> [READING PASSAGE]
──────────────────────────────

Monday, May 31, 2010

From the Source: Get Organized, Get Manners


I have found that being organized can pertain to just about every aspect of your life including having good manners. Yes, even having good manners requires a bit of planning. At Buttoned Up, we help busy people get sanely organized by giving them tips and tricks for staying a few steps ahead of the chaos. This can certainly apply to planning to have good manners. Here are 5 of our favorite tips for doing just that:

1. Ditch Perfection. The pursuit of perfection takes a superhuman effort to achieve and a superhuman effort to maintain. This is no less true when it comes to having exceptional manners. That being said, you should not expect yourself to always be perfect. Figure out what is important to you about manners and focus on that, and accept that the other areas may not always be perfect. For me, being on time, remember to say and show appreciation, and good table manners are the areas that are most important to me.

2. Remember To Show Appreciation. Showing appreciation is a simple way to show people you recognize what they have done for you. Think about having hostess gifts on hand so they are at the ready if you have somewhere to go. Bottles of wine are always a good option. Make it easy by planning ahead and you do not even have to think about it.

──────────────────────────────

> [PROVIDED DATA]
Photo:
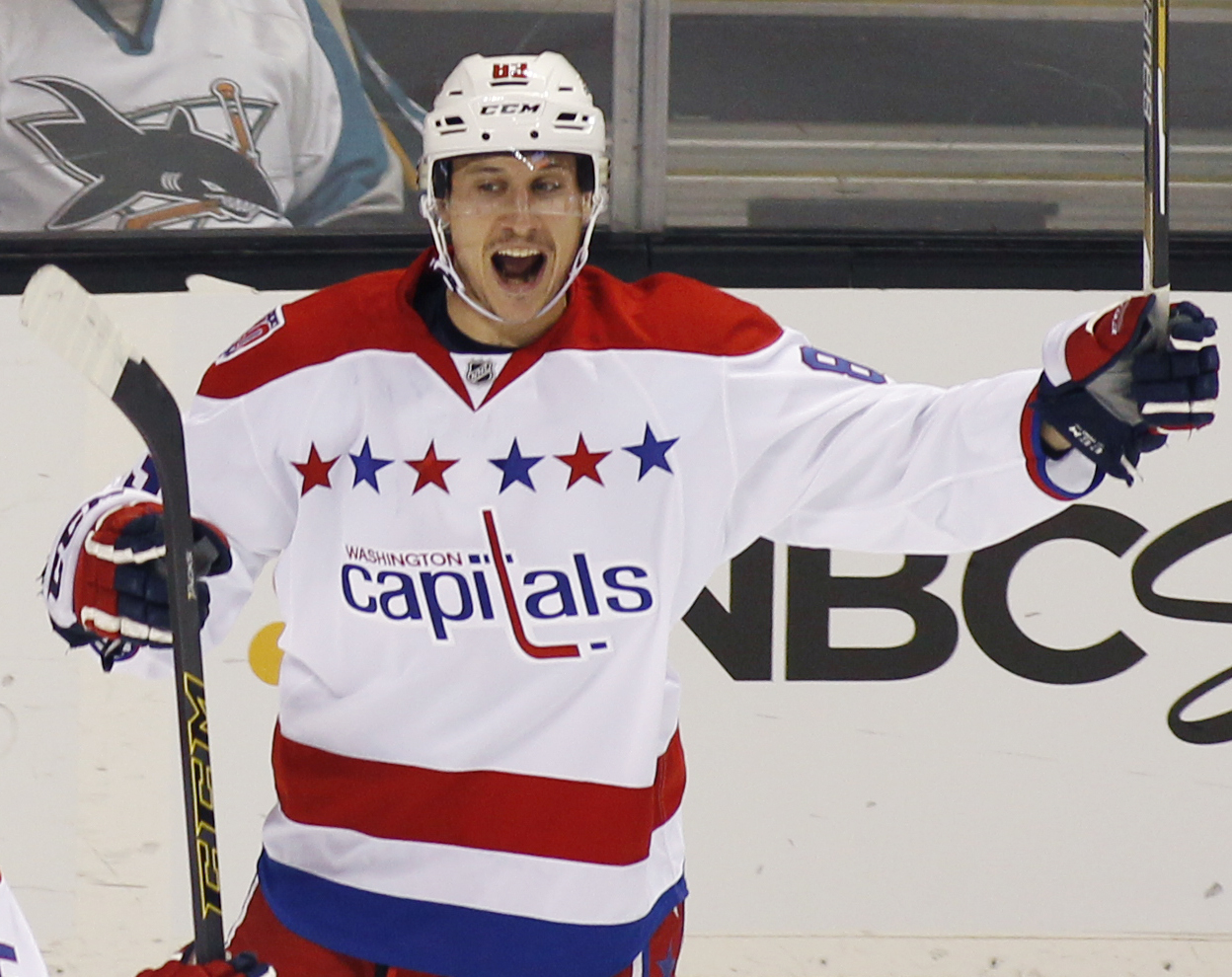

──────────────────────────────

> [GIVEN PROBLEM A] In the post on organization and manners, rewrite the paragraph beginning "2. Remember To Show Appreciation" as a short bulleted list that keeps its main points.
> [GIVEN PROBLEM B] What item does the post on organization and manners call always a good option for a hostess gift?

> [EXPECTED ANSWER A]
- Showing appreciation is a simple way to let people know you recognize what they have done for you.
- Keep hostess gifts on hand so they are ready whenever you have somewhere to go.
- Bottles of wine are always a good option.
- Planning ahead makes it easy, so you do not have to think about it.

> [EXPECTED ANSWER B] Bottles of wine.